* [The task]:
Identify each line in the records below that contains the string "marker" and copy every such line in full. Only matches with identical case count.

* [Given records]:
****

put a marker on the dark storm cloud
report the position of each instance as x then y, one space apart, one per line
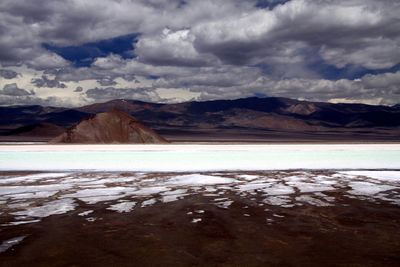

****

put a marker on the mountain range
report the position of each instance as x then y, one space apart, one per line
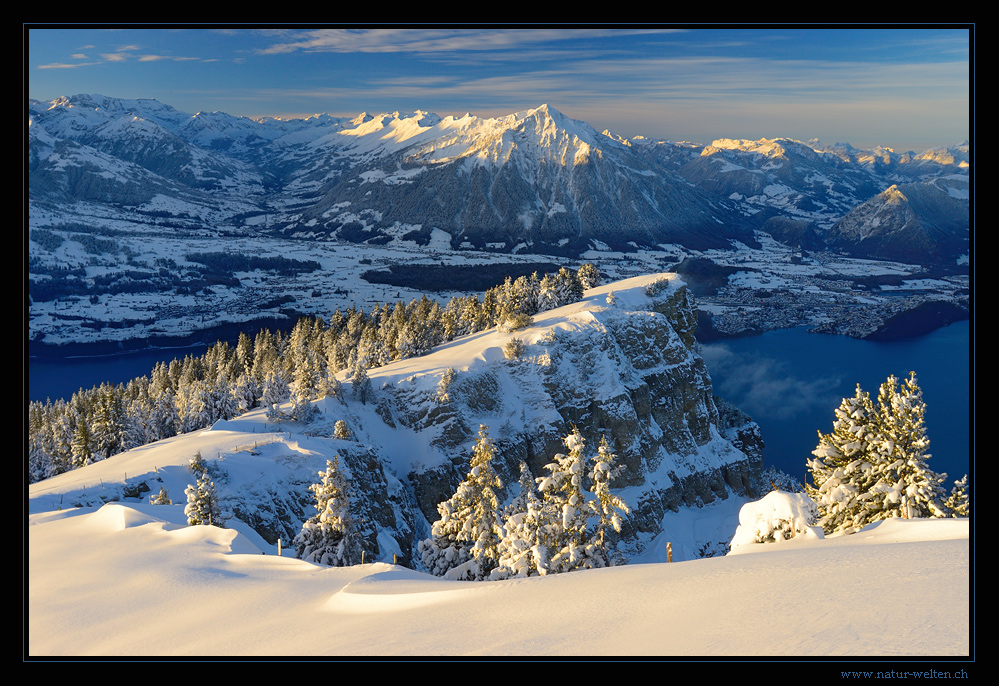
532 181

****

* [Exercise solution]:
put a marker on the dark storm cloud
put a marker on the mountain range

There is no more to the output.